YOUR ASSIGNMENT: Filter the data for lines with the word "Category" and copy those lines.

DATA EXTRACT:
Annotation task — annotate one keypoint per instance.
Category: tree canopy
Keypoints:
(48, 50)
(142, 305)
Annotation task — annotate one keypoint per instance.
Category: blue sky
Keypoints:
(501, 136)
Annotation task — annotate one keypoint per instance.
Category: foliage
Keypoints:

WORKED SOLUTION:
Category: tree canopy
Category: blue sky
Category: foliage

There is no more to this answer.